Exercise goal:
In all the records below, swap "exterior ring" for "outer ring" and write the lines out again with everything else unchanged, leaving out the pictures.
▬▬▬
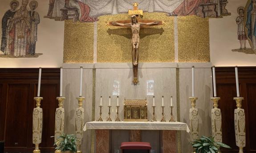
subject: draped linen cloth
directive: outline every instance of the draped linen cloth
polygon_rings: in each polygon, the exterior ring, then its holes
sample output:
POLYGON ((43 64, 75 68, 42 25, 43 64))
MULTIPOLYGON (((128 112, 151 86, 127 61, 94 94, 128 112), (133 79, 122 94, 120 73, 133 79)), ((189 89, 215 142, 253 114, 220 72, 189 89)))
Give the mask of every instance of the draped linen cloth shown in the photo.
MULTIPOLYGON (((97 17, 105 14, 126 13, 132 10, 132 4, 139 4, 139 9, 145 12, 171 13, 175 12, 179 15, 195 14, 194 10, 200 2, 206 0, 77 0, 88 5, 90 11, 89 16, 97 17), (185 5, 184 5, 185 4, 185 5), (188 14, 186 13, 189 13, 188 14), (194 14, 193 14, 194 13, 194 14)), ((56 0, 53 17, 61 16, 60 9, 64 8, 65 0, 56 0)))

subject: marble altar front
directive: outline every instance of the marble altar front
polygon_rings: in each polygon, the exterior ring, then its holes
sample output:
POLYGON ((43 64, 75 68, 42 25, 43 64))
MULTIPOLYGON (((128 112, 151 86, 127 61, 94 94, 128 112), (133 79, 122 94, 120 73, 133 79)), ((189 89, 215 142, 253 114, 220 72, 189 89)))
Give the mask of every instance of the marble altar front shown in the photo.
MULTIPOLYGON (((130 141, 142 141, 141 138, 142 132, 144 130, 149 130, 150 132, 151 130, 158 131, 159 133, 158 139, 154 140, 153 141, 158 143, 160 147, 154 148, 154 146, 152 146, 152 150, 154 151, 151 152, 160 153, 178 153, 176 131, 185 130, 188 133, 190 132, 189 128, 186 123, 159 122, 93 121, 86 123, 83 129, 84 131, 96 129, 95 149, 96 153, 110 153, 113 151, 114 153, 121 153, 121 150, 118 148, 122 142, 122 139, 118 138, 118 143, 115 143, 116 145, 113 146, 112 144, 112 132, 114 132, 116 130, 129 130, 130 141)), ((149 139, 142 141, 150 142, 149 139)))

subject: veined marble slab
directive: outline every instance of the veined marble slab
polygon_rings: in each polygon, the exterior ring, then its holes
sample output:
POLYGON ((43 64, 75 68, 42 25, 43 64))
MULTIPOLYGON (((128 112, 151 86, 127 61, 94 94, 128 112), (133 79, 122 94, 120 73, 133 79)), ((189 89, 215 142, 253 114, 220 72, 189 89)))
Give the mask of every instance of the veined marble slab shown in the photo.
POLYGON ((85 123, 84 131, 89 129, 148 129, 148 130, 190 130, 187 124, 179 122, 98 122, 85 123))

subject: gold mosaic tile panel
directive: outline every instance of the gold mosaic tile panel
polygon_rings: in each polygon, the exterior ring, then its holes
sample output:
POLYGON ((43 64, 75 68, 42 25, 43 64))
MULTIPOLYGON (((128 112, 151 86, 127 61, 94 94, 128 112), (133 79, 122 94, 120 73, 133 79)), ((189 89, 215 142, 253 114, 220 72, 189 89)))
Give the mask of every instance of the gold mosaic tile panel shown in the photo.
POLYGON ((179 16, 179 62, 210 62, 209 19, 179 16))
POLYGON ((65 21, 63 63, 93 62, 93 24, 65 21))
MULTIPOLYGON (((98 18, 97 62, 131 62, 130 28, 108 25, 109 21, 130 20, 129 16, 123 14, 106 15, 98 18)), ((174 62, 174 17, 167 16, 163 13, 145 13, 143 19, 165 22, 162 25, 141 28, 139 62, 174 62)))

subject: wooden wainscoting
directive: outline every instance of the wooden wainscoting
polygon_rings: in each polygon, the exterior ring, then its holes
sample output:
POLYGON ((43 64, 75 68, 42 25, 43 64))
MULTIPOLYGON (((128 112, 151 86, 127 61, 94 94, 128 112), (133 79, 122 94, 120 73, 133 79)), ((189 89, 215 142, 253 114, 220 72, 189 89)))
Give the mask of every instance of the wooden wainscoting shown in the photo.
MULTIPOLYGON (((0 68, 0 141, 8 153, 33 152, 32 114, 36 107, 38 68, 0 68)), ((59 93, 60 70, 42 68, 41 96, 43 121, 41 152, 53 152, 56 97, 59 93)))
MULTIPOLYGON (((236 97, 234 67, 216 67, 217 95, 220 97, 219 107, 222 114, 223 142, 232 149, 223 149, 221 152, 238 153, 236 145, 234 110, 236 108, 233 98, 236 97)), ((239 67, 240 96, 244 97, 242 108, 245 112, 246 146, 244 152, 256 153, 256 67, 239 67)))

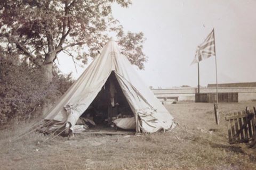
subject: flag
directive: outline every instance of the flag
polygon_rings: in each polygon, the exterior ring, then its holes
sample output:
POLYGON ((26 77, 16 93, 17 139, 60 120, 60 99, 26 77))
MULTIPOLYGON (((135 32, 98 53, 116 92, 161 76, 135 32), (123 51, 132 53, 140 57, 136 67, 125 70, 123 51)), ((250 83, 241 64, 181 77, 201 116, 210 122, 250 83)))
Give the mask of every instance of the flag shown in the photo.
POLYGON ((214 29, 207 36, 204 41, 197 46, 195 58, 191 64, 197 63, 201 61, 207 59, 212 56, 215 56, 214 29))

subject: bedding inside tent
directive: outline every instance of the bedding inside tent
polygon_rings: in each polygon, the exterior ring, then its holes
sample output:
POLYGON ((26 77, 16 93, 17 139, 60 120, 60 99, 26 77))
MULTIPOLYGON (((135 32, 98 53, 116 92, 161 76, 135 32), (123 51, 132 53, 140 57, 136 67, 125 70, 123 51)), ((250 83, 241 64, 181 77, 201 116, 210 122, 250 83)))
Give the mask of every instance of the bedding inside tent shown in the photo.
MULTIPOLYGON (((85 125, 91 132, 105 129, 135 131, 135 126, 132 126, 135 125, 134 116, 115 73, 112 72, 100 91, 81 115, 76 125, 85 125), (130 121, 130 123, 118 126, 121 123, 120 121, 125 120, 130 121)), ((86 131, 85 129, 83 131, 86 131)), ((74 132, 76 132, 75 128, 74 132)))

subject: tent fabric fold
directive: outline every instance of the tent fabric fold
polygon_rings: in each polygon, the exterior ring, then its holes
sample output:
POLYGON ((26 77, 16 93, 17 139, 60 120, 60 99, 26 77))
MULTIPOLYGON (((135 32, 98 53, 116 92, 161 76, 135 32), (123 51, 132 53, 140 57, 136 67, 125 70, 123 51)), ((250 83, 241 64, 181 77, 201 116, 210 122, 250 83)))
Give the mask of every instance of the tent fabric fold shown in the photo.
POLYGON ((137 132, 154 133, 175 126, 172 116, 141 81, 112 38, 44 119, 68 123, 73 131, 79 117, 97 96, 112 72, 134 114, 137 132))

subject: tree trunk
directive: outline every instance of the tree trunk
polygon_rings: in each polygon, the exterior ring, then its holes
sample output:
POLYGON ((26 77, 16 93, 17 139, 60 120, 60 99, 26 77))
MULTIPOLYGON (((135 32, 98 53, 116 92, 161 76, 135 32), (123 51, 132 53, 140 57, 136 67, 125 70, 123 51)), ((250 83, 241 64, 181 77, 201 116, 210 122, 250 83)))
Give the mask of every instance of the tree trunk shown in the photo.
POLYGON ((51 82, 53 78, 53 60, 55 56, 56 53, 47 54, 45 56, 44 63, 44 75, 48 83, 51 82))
▬▬▬
Response to this exercise:
subject: draped linen cloth
directive: outline every instance of the draped linen cloth
polygon_rings: in each polygon, the outer ring, then its holes
sample output:
POLYGON ((43 64, 75 68, 42 25, 43 64))
MULTIPOLYGON (((128 112, 151 86, 127 61, 94 94, 128 112), (133 79, 122 94, 120 73, 133 79)), ((189 89, 215 142, 253 114, 220 72, 189 89)))
Give the mask of every instance of the draped linen cloth shown in the photo.
MULTIPOLYGON (((97 17, 105 14, 126 13, 132 10, 132 4, 139 4, 139 9, 145 12, 171 13, 175 12, 179 15, 195 14, 194 10, 200 2, 206 0, 77 0, 88 5, 90 11, 89 16, 97 17), (185 5, 184 5, 185 4, 185 5), (188 14, 186 13, 189 13, 188 14), (194 14, 193 14, 194 13, 194 14)), ((56 0, 53 17, 61 16, 60 9, 64 8, 65 0, 56 0)))

subject: marble altar front
directive: outline every instance of the marble altar front
polygon_rings: in each polygon, the outer ring, then its holes
sample output:
POLYGON ((43 64, 75 68, 42 25, 43 64))
MULTIPOLYGON (((128 112, 151 86, 127 61, 94 94, 128 112), (133 79, 122 94, 120 73, 133 79)), ((189 89, 215 142, 253 114, 220 72, 189 89)))
Give the mask of every instance of the marble altar front shown in the photo.
MULTIPOLYGON (((130 141, 142 141, 141 138, 142 132, 144 130, 149 130, 150 132, 151 130, 158 131, 159 133, 158 139, 154 140, 153 141, 158 143, 160 147, 154 148, 154 146, 152 146, 152 150, 154 151, 151 152, 160 153, 178 153, 176 131, 185 130, 188 133, 190 132, 189 128, 186 123, 159 122, 93 121, 86 123, 83 129, 84 131, 96 129, 95 149, 96 153, 110 153, 113 151, 114 153, 121 153, 121 150, 118 148, 122 142, 122 139, 118 138, 118 143, 115 143, 116 145, 113 146, 112 144, 112 132, 114 132, 116 130, 129 130, 130 141)), ((149 139, 142 141, 150 142, 149 139)))

subject: veined marble slab
directive: outline every instance of the veined marble slab
polygon_rings: in each polygon, the outer ring, then its holes
sample output:
POLYGON ((43 64, 75 68, 42 25, 43 64))
MULTIPOLYGON (((128 112, 151 86, 127 61, 94 94, 128 112), (133 79, 122 94, 120 73, 133 79)), ((189 89, 215 142, 253 114, 220 72, 189 89)))
Give the mask of every instance of the veined marble slab shown in the photo.
POLYGON ((85 123, 84 131, 89 129, 148 129, 148 130, 190 130, 187 124, 179 122, 98 122, 85 123))

subject: gold mosaic tile panel
directive: outline every instance of the gold mosaic tile panel
polygon_rings: in each polygon, the outer ring, then its holes
sample output:
POLYGON ((43 64, 75 68, 42 25, 43 64))
MULTIPOLYGON (((128 112, 151 86, 127 61, 94 94, 128 112), (133 79, 122 94, 120 73, 133 79)), ((189 89, 215 142, 253 114, 220 72, 189 89)))
Give the mask of every instance of the gold mosaic tile panel shown in the photo.
POLYGON ((179 16, 179 62, 210 62, 209 19, 179 16))
POLYGON ((65 21, 63 63, 93 62, 93 24, 65 21))
MULTIPOLYGON (((98 18, 97 62, 131 62, 130 28, 108 25, 109 21, 130 20, 129 16, 123 14, 106 15, 98 18)), ((174 62, 174 17, 167 16, 163 13, 145 13, 143 19, 165 22, 162 25, 141 28, 139 62, 174 62)))

subject: wooden wainscoting
directive: outline every instance of the wooden wainscoting
polygon_rings: in each polygon, the outer ring, then its holes
sample output:
POLYGON ((43 64, 75 68, 42 25, 43 64))
MULTIPOLYGON (((128 112, 151 86, 127 61, 94 94, 128 112), (133 79, 122 94, 120 73, 133 79)), ((189 89, 215 142, 253 114, 220 72, 189 89)))
Give the mask of every instance of the wooden wainscoting shown in the photo.
MULTIPOLYGON (((0 68, 0 141, 8 153, 33 152, 32 114, 36 107, 38 68, 0 68)), ((59 93, 60 70, 42 68, 41 96, 43 121, 41 152, 53 152, 56 97, 59 93)))
MULTIPOLYGON (((236 97, 234 67, 216 67, 217 95, 220 97, 219 107, 222 114, 223 142, 232 149, 223 149, 221 152, 238 153, 236 145, 234 110, 236 108, 233 98, 236 97)), ((239 67, 240 96, 244 97, 242 108, 245 112, 246 146, 244 152, 256 153, 256 67, 239 67)))

subject: flag
directive: outline every instance of the flag
polygon_rings: in each polygon, the outer ring, then its holes
sample output:
POLYGON ((26 77, 16 93, 17 139, 60 120, 60 99, 26 77))
MULTIPOLYGON (((135 32, 98 53, 116 92, 161 76, 135 32), (123 51, 132 53, 140 57, 136 67, 125 70, 123 51)), ((250 83, 241 64, 181 77, 201 116, 210 122, 250 83)))
Give the mask of every instance of the flag shown in the photo.
POLYGON ((214 29, 207 36, 204 41, 197 46, 195 58, 191 64, 197 63, 201 61, 207 59, 212 56, 215 56, 214 29))

subject: bedding inside tent
directive: outline every instance of the bedding inside tent
polygon_rings: in each polygon, the outer ring, then its holes
sample output:
POLYGON ((26 77, 16 93, 17 139, 60 120, 60 99, 26 77))
MULTIPOLYGON (((135 32, 98 53, 116 92, 161 76, 135 32), (123 51, 132 53, 140 57, 136 67, 125 70, 123 51)), ((250 83, 241 64, 181 77, 201 116, 210 122, 250 83)))
Give the mask of every instance of the bedding inside tent shown in the photo.
MULTIPOLYGON (((85 125, 91 132, 105 129, 135 131, 135 126, 132 126, 135 125, 134 116, 115 73, 112 72, 100 91, 81 115, 76 125, 85 125), (130 121, 130 123, 118 126, 121 123, 120 121, 125 120, 130 121)), ((86 131, 85 129, 83 131, 86 131)), ((74 132, 76 132, 75 128, 74 132)))

subject: tent fabric fold
directive: outline every instance of the tent fabric fold
polygon_rings: in each polygon, the outer ring, then its holes
sample output:
POLYGON ((26 77, 16 93, 17 139, 60 120, 60 99, 26 77))
MULTIPOLYGON (((135 32, 98 53, 116 92, 161 76, 135 32), (123 51, 132 53, 140 57, 136 67, 125 70, 123 51)), ((250 83, 241 64, 181 77, 201 116, 210 122, 250 83)))
Give the mask of every instance of the tent fabric fold shown in the photo.
POLYGON ((137 132, 154 133, 175 126, 172 116, 141 81, 112 38, 44 119, 68 123, 73 131, 79 117, 97 96, 112 72, 134 114, 137 132))

subject: tree trunk
directive: outline every instance of the tree trunk
polygon_rings: in each polygon, the outer ring, then its holes
sample output:
POLYGON ((26 77, 16 93, 17 139, 60 120, 60 99, 26 77))
MULTIPOLYGON (((135 32, 98 53, 116 92, 161 76, 135 32), (123 51, 132 53, 140 57, 136 67, 125 70, 123 51)), ((250 83, 241 64, 181 77, 201 116, 210 122, 250 83)))
Give the mask of every instance of the tree trunk shown in the photo.
POLYGON ((51 82, 53 78, 53 60, 55 56, 56 53, 47 54, 45 56, 44 63, 44 75, 48 83, 51 82))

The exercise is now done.